* **What the task requires**: Across the records that follow, give the number of lines containing the word "park" and nothing else.

(Items from a data source)
++++++++++++++++++++

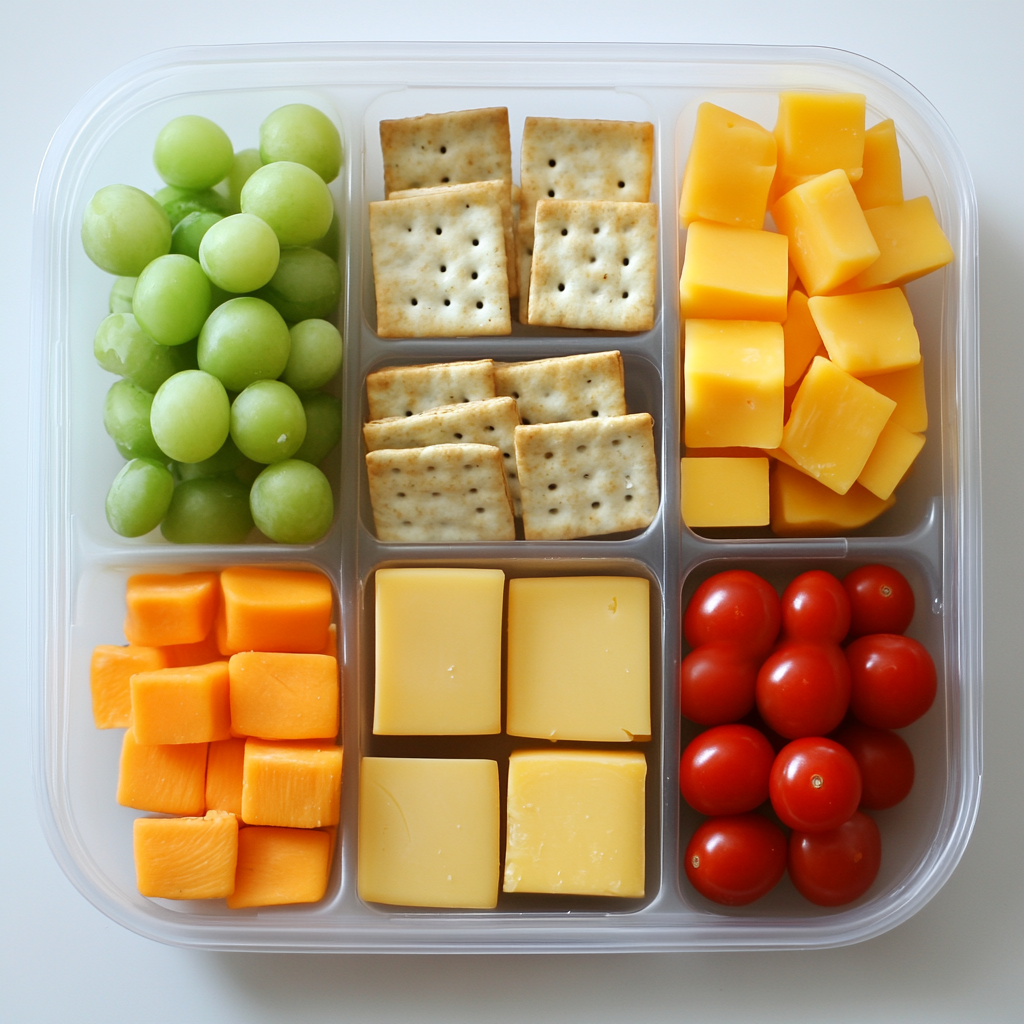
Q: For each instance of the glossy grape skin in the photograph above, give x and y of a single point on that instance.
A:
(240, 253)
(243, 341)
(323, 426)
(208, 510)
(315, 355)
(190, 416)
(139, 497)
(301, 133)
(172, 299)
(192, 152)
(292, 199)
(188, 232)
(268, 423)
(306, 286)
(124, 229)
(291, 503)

++++++++++++++++++++

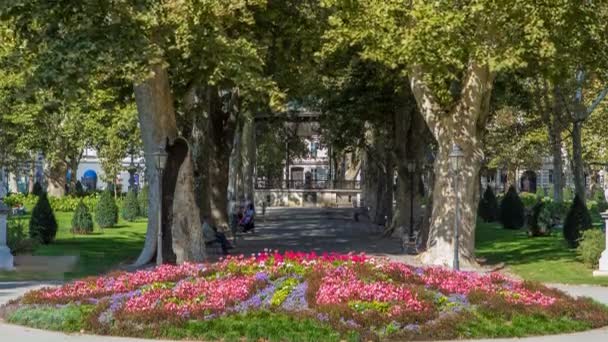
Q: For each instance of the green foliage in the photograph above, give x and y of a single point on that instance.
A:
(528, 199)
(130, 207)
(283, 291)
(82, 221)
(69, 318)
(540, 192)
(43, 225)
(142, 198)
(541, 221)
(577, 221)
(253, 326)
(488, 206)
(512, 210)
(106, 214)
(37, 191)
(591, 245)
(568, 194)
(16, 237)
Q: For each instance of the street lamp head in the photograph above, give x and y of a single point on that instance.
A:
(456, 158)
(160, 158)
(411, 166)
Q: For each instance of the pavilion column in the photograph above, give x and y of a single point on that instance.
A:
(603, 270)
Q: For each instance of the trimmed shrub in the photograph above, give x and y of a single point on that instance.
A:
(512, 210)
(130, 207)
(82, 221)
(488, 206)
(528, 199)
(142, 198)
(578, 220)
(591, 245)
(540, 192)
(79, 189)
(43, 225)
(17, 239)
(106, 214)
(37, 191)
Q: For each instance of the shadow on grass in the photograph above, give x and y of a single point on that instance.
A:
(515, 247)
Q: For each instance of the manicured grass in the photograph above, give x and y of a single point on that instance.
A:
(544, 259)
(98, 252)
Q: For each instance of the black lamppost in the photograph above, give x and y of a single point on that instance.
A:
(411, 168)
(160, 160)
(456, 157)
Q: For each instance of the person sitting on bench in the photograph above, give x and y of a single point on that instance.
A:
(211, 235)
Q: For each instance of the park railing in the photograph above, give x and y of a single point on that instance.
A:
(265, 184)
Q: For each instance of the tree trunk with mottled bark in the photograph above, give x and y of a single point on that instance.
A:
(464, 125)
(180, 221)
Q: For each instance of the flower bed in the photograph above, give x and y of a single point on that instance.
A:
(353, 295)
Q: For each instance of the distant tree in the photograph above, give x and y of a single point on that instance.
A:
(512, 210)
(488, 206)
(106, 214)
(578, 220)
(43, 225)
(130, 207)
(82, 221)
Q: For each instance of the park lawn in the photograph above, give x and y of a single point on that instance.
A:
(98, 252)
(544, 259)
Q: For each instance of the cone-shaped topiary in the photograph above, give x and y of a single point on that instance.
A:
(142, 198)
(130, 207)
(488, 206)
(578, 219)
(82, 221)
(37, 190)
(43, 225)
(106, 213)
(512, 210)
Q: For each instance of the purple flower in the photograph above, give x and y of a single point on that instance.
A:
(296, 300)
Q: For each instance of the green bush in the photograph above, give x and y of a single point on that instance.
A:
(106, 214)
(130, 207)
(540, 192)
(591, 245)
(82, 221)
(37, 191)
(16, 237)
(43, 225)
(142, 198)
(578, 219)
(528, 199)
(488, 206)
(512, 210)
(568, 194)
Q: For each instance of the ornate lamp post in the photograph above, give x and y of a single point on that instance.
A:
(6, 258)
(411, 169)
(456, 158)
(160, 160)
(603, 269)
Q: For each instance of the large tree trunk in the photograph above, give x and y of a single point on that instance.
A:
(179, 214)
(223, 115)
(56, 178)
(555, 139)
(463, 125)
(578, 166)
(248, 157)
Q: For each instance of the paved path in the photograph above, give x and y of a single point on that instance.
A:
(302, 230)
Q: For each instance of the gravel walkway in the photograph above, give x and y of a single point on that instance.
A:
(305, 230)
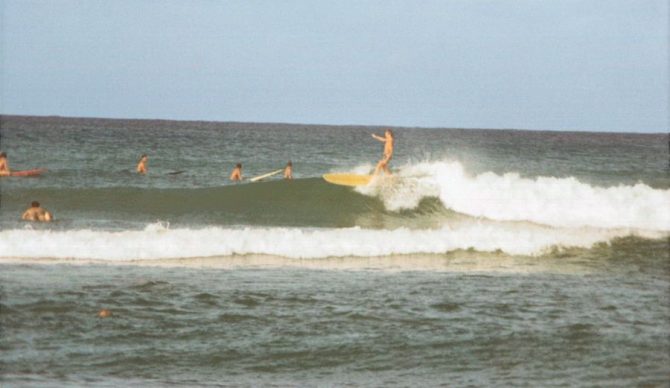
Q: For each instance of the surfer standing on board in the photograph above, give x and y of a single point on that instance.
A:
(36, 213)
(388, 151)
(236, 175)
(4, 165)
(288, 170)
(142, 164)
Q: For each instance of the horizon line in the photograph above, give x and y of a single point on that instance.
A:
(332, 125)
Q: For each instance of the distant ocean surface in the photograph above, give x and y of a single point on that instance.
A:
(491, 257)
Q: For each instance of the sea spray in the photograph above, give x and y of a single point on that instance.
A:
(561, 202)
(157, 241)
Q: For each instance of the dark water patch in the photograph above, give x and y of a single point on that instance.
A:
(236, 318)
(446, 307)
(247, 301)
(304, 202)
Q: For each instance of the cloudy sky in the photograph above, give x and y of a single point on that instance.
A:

++++++++++++++++++++

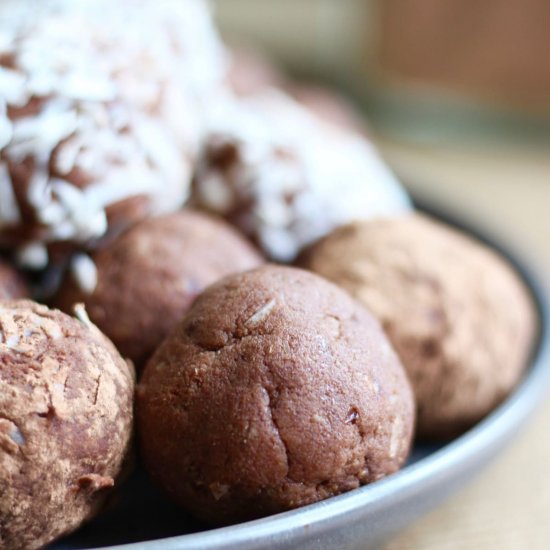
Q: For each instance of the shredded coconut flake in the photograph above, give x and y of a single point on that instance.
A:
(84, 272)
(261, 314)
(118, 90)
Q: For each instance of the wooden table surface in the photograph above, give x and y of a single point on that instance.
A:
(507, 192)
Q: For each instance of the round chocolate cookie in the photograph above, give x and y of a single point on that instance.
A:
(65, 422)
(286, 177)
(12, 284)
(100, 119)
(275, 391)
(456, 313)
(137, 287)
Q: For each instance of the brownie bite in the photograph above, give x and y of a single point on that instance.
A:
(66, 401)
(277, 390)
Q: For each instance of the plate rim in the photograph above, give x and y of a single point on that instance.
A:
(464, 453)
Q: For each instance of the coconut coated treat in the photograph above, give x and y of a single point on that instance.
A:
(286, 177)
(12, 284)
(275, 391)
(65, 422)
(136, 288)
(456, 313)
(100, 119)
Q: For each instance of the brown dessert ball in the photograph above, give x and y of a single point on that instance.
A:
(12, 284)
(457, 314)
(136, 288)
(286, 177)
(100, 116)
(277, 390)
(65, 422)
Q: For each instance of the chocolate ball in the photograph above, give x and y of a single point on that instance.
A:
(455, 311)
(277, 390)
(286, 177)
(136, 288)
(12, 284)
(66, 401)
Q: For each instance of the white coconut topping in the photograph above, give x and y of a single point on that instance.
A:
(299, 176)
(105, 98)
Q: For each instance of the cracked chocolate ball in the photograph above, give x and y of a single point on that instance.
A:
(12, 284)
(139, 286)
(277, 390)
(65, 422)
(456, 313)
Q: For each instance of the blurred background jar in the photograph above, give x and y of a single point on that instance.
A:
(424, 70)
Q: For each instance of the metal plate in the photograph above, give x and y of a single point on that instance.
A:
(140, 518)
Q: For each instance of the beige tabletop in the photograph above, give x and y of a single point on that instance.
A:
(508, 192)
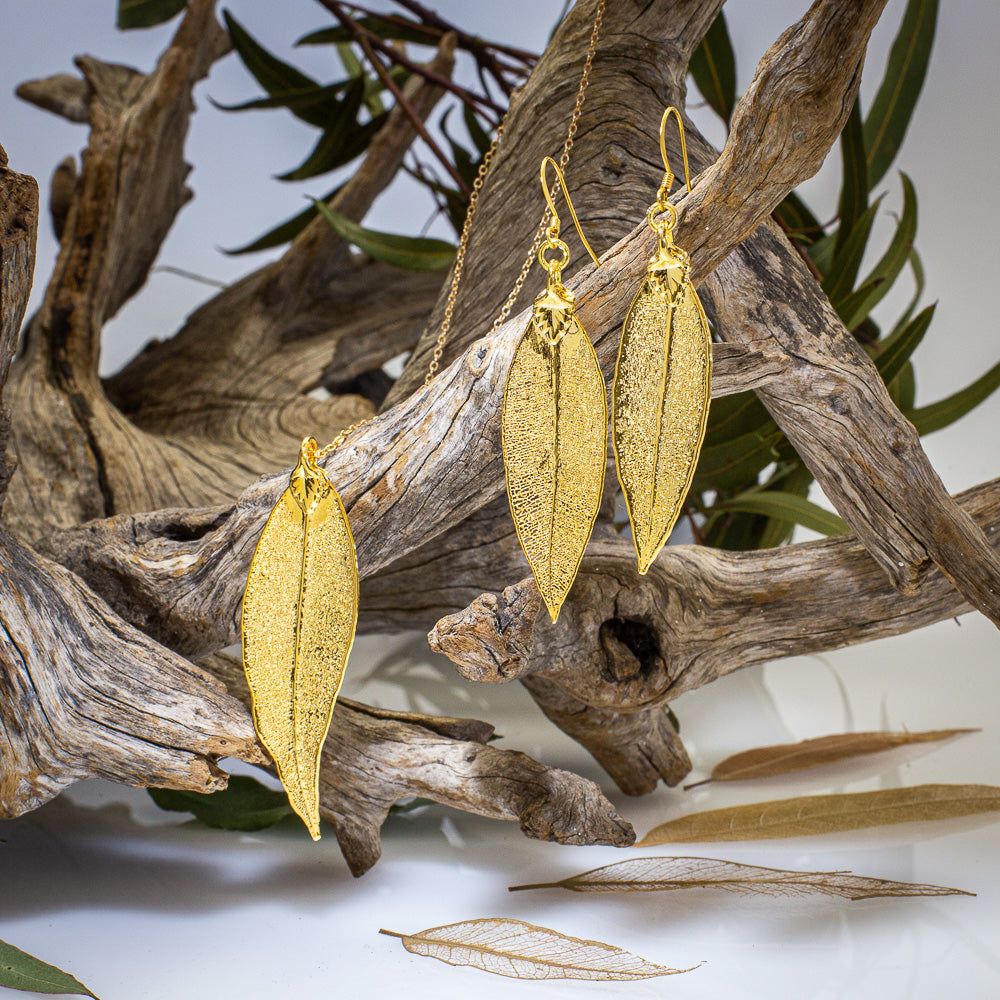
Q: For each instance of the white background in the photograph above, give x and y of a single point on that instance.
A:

++++++++++++++++++++

* **Finished task**: 2